== DATA SECTION ==
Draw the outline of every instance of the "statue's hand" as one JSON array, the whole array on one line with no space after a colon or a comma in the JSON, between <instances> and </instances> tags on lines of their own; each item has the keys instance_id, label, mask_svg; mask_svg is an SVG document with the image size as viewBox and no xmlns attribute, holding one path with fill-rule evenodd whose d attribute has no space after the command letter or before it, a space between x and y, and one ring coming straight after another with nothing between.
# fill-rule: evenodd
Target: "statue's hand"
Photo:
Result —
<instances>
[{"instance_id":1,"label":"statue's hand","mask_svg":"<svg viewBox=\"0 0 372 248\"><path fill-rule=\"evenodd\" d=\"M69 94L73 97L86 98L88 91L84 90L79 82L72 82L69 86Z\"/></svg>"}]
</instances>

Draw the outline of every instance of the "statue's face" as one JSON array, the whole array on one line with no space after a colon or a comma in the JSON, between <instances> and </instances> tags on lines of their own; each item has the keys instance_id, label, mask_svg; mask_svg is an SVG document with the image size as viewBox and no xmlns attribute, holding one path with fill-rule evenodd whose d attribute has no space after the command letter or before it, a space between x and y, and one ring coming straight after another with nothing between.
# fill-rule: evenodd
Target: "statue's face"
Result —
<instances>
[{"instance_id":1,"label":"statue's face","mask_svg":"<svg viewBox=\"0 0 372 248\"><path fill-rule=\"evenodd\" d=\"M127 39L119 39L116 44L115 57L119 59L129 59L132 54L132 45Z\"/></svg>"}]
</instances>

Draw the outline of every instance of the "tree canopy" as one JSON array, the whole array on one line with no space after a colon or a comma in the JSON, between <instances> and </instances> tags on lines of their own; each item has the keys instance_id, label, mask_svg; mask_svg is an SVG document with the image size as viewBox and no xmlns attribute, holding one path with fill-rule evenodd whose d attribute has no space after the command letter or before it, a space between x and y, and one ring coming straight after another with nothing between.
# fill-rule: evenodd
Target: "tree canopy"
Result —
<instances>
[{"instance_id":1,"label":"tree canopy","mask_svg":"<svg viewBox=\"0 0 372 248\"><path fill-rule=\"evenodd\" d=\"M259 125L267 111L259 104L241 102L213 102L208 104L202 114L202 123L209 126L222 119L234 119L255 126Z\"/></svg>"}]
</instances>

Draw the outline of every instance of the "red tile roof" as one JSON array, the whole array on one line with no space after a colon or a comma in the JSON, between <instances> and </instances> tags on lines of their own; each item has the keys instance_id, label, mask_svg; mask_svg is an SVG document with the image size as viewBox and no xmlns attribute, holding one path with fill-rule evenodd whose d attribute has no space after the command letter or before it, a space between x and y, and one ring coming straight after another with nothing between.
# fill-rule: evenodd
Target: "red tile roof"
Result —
===
CHALLENGE: Every entry should be printed again exactly as written.

RESULT OF THE EXERCISE:
Draw the outline of every instance of the "statue's hand" as one JSON array, the whole array on one line with no space after a colon or a comma in the JSON, between <instances> and </instances> tags on lines of their own; each item has the keys instance_id, label, mask_svg; mask_svg is an SVG document with the image size as viewBox and no xmlns attribute, holding one path with fill-rule evenodd whose d attribute has no space after the command letter or before it, a space between x and y, and one ring coming straight after another with nothing between.
# fill-rule: evenodd
Target: "statue's hand"
Photo:
Result —
<instances>
[{"instance_id":1,"label":"statue's hand","mask_svg":"<svg viewBox=\"0 0 372 248\"><path fill-rule=\"evenodd\" d=\"M69 94L73 97L86 98L88 91L84 90L79 82L72 82L69 86Z\"/></svg>"}]
</instances>

Draw the outline of every instance of the "statue's face" as one JSON array, the whole array on one line with no space after a colon or a comma in the JSON, between <instances> and </instances> tags on lines of their own; each item has the keys instance_id, label, mask_svg; mask_svg is an SVG document with the image size as viewBox and no xmlns attribute, holding one path with fill-rule evenodd whose d attribute has no space after the command letter or before it, a space between x and y, and one ring coming straight after another with nothing between.
# fill-rule: evenodd
Target: "statue's face"
Result —
<instances>
[{"instance_id":1,"label":"statue's face","mask_svg":"<svg viewBox=\"0 0 372 248\"><path fill-rule=\"evenodd\" d=\"M127 39L119 39L116 44L115 57L119 59L129 59L132 54L132 45Z\"/></svg>"}]
</instances>

Draw the outline of every instance of the "tree canopy" as one JSON array, the whole array on one line with no space after a colon or a comma in the JSON, between <instances> and </instances> tags on lines of their own; each item has the keys instance_id, label, mask_svg; mask_svg is an SVG document with the image size as viewBox and no xmlns attribute, holding one path with fill-rule evenodd whose d attribute has no space after the command letter or before it, a space between x and y, and one ring coming straight after another with nothing between.
# fill-rule: evenodd
Target: "tree canopy"
Result —
<instances>
[{"instance_id":1,"label":"tree canopy","mask_svg":"<svg viewBox=\"0 0 372 248\"><path fill-rule=\"evenodd\" d=\"M259 125L267 111L259 104L241 102L213 102L208 104L202 114L202 123L209 126L222 119L234 119L255 126Z\"/></svg>"}]
</instances>

Draw the outline of every instance of the "red tile roof" as one JSON array, the whole array on one line with no space after a colon or a comma in the JSON, between <instances> and </instances> tags on lines of their own; each item has the keys instance_id, label, mask_svg; mask_svg is an SVG document with the image size as viewBox and no xmlns attribute, holding one path with fill-rule evenodd whose d attribute has no space after the command letter or before it, a space between x and y, and one ring coming straight after another with nothing between.
# fill-rule: evenodd
Target: "red tile roof"
Result —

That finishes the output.